# What the exercise asks
Each line of the listing below that includes "sign" should be reported.

# Data for review
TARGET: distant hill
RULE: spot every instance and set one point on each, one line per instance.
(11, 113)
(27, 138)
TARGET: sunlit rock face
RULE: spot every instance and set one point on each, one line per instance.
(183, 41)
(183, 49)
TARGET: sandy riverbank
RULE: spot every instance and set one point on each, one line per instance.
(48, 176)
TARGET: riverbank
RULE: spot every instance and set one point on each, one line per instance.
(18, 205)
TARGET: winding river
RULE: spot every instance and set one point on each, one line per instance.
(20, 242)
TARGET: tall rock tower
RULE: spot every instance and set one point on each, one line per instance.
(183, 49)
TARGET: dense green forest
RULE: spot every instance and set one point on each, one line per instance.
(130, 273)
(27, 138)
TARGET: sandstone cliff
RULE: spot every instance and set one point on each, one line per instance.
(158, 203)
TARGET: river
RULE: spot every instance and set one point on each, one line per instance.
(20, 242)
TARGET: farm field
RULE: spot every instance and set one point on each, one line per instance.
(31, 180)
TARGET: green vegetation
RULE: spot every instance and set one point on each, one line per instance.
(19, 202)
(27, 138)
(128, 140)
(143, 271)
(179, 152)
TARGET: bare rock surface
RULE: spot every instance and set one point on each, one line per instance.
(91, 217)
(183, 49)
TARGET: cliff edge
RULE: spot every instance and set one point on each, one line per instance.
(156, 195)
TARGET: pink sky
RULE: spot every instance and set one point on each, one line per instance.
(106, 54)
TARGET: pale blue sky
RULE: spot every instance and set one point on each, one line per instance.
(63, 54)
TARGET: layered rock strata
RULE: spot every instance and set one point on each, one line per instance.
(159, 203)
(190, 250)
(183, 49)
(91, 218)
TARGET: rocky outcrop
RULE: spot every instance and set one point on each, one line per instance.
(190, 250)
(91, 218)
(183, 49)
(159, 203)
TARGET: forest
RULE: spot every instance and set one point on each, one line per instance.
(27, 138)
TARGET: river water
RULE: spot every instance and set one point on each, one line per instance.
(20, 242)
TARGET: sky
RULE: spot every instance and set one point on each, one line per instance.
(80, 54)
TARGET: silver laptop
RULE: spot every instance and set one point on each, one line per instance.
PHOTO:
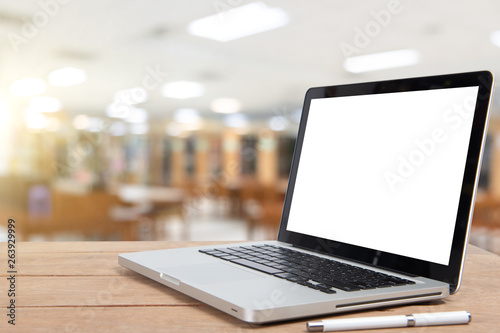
(377, 210)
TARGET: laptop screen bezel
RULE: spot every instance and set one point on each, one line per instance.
(447, 273)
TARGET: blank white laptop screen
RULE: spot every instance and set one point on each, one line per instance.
(384, 171)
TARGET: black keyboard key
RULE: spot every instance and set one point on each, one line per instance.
(257, 266)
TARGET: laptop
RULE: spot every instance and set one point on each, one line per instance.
(377, 210)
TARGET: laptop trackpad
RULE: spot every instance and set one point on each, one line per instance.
(209, 273)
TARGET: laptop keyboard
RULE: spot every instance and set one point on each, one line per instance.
(312, 271)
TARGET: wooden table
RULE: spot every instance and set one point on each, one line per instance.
(79, 287)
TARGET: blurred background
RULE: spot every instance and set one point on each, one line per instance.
(176, 120)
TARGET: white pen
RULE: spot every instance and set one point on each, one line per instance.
(418, 319)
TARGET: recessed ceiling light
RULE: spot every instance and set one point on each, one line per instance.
(27, 87)
(67, 76)
(183, 89)
(137, 116)
(495, 38)
(131, 96)
(236, 120)
(379, 61)
(45, 104)
(239, 22)
(35, 120)
(81, 122)
(139, 129)
(187, 116)
(226, 105)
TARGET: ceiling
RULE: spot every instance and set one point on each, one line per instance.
(120, 42)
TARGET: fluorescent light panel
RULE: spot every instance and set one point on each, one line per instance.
(239, 22)
(183, 89)
(379, 61)
(225, 105)
(67, 76)
(495, 38)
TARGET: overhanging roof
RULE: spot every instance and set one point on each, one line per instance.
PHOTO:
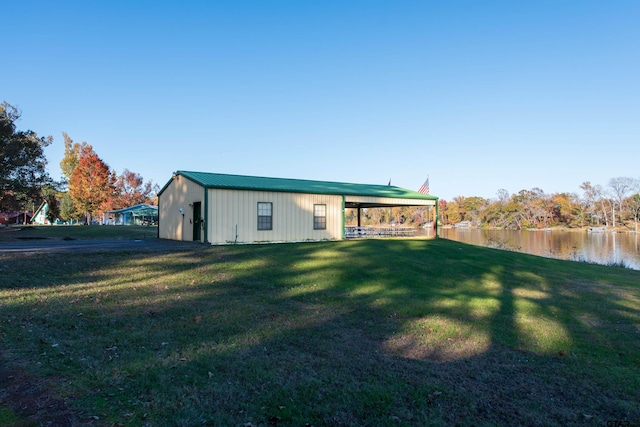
(242, 182)
(136, 208)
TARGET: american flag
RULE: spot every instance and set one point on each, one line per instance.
(424, 188)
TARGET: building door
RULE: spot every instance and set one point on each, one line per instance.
(197, 221)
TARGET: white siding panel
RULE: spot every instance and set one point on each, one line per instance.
(292, 216)
(179, 194)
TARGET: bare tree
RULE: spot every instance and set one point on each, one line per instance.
(621, 188)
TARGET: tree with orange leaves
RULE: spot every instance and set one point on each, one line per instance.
(132, 190)
(92, 184)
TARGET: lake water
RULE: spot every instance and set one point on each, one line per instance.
(600, 248)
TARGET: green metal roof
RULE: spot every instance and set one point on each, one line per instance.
(241, 182)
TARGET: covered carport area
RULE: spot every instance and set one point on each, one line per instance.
(366, 202)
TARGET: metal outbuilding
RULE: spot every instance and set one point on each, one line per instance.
(221, 208)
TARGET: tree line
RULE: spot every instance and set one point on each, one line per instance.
(615, 205)
(87, 188)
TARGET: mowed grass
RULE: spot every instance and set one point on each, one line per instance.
(368, 333)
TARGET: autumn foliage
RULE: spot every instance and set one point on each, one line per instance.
(91, 186)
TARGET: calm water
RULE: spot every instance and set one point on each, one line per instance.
(601, 248)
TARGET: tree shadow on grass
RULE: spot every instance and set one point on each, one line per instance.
(367, 333)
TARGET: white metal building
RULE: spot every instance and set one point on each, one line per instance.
(221, 208)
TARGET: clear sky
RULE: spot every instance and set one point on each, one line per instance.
(477, 95)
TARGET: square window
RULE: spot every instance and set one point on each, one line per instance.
(265, 216)
(319, 217)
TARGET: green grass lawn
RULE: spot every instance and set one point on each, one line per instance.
(367, 333)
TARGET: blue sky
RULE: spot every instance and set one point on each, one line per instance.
(479, 96)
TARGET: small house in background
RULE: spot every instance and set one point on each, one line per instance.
(40, 215)
(142, 214)
(219, 208)
(8, 218)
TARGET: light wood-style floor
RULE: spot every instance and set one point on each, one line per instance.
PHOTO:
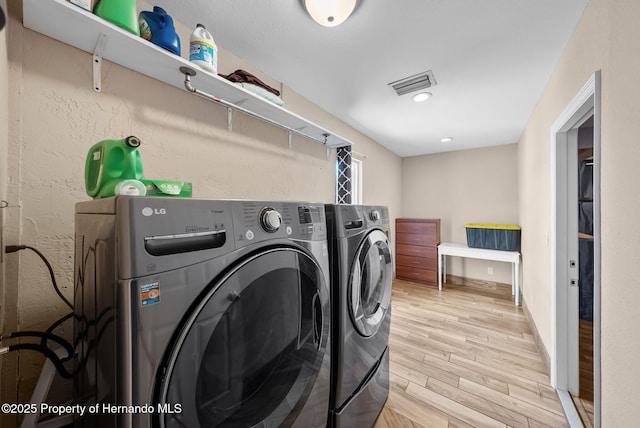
(584, 403)
(465, 357)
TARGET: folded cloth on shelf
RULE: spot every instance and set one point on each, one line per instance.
(244, 76)
(258, 90)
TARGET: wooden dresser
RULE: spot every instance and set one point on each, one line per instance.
(417, 250)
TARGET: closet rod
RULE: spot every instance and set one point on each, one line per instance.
(188, 72)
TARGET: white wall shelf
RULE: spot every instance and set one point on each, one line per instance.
(79, 28)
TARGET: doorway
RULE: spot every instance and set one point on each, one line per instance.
(581, 116)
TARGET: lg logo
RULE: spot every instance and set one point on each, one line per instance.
(148, 212)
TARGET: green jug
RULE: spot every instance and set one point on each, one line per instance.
(114, 167)
(120, 12)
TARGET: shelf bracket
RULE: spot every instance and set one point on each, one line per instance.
(97, 62)
(190, 72)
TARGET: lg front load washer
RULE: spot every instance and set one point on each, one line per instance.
(201, 313)
(361, 279)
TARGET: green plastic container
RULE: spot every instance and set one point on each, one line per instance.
(110, 165)
(122, 13)
(493, 236)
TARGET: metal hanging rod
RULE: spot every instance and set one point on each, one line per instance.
(188, 72)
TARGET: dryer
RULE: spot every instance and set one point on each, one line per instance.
(361, 280)
(201, 313)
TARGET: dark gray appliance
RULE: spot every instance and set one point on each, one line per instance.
(361, 279)
(202, 313)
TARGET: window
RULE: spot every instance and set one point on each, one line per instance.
(356, 181)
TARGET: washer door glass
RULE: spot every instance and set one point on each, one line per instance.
(370, 285)
(250, 351)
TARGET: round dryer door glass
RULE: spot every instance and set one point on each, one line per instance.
(251, 350)
(371, 279)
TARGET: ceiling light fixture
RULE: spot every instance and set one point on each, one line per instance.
(330, 13)
(421, 97)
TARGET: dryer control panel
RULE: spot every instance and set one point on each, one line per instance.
(262, 220)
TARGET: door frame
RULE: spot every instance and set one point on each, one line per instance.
(564, 328)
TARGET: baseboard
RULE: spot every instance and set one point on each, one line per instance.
(536, 336)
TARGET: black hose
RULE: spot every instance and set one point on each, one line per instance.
(13, 248)
(47, 353)
(49, 336)
(52, 327)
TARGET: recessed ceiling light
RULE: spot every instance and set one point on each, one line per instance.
(422, 97)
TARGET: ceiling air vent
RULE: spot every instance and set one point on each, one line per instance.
(414, 83)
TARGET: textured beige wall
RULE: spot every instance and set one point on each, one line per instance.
(469, 186)
(607, 38)
(55, 116)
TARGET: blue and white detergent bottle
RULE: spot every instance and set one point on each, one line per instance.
(157, 27)
(203, 50)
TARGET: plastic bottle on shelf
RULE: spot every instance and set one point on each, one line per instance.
(120, 12)
(203, 50)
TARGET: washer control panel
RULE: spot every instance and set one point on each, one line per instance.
(270, 219)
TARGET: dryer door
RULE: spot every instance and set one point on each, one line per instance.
(250, 351)
(370, 285)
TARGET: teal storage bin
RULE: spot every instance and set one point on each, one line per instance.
(493, 236)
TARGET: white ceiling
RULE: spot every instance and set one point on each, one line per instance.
(490, 59)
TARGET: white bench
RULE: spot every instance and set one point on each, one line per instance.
(461, 250)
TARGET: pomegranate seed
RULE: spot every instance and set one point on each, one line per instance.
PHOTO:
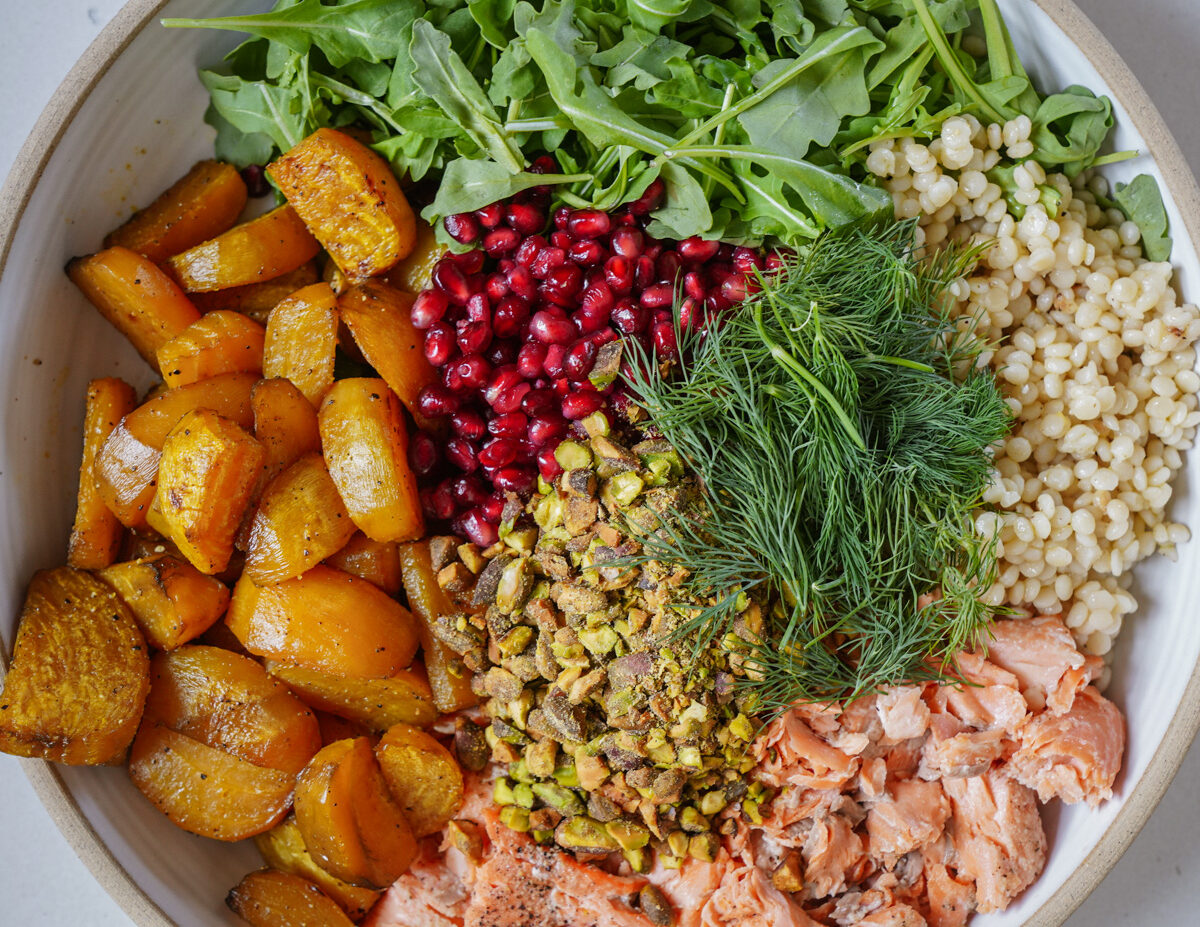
(553, 363)
(581, 404)
(430, 306)
(699, 250)
(463, 454)
(468, 491)
(628, 243)
(531, 358)
(477, 528)
(463, 227)
(521, 282)
(423, 454)
(658, 295)
(529, 249)
(473, 371)
(664, 339)
(588, 223)
(580, 358)
(651, 199)
(525, 217)
(747, 259)
(501, 241)
(474, 336)
(551, 328)
(618, 273)
(546, 261)
(491, 216)
(629, 317)
(562, 285)
(547, 465)
(586, 252)
(515, 479)
(468, 424)
(498, 453)
(547, 430)
(439, 344)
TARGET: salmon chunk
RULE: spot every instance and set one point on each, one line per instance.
(1074, 757)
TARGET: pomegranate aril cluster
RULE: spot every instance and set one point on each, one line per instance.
(525, 330)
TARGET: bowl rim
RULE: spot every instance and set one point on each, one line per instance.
(132, 18)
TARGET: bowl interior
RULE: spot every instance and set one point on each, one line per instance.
(137, 130)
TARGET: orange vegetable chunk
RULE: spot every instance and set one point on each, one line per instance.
(127, 465)
(379, 320)
(96, 534)
(205, 790)
(376, 562)
(199, 205)
(365, 441)
(252, 252)
(449, 677)
(349, 199)
(403, 698)
(256, 300)
(349, 821)
(229, 701)
(141, 300)
(274, 898)
(209, 470)
(300, 520)
(78, 676)
(220, 342)
(423, 776)
(301, 340)
(324, 620)
(171, 599)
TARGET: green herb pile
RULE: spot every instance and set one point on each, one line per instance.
(757, 114)
(841, 430)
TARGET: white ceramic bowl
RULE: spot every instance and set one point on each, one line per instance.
(127, 121)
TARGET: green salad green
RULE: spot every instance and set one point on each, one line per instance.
(757, 114)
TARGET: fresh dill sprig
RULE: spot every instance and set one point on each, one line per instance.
(840, 428)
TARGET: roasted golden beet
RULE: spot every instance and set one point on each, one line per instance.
(136, 295)
(275, 898)
(376, 562)
(96, 533)
(301, 340)
(379, 318)
(228, 701)
(255, 251)
(207, 476)
(449, 679)
(220, 342)
(78, 676)
(423, 776)
(349, 199)
(379, 704)
(256, 300)
(324, 620)
(282, 848)
(300, 520)
(199, 205)
(171, 599)
(365, 442)
(349, 821)
(207, 790)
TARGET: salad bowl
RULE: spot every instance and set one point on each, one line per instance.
(129, 119)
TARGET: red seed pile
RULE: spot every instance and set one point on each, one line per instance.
(514, 327)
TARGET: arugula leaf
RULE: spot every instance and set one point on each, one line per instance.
(1143, 202)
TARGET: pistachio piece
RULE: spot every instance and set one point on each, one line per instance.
(655, 907)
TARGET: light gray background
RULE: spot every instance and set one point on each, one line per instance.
(42, 884)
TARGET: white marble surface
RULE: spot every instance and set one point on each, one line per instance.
(42, 884)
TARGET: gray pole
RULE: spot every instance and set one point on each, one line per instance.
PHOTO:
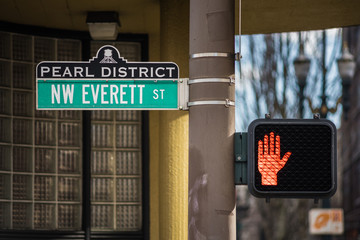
(211, 122)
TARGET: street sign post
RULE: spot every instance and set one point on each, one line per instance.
(108, 81)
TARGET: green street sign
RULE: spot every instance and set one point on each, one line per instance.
(107, 94)
(108, 81)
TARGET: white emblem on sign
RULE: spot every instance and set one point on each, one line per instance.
(108, 57)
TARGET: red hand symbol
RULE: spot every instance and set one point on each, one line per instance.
(269, 162)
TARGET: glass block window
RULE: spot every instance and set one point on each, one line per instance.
(40, 151)
(41, 170)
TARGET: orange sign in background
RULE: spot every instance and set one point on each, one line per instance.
(326, 221)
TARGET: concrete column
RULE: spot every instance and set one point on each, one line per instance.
(211, 127)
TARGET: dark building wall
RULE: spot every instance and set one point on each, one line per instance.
(350, 151)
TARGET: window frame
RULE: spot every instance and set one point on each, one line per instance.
(86, 232)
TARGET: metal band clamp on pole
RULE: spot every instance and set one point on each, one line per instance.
(212, 54)
(229, 80)
(226, 103)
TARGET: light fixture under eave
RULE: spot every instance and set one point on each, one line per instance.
(103, 25)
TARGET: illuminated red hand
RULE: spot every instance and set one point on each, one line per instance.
(269, 162)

# Task output
TARGET: street sign post
TARGET: green street sign
TARGET: white emblem on sign
TARGET: orange sign in background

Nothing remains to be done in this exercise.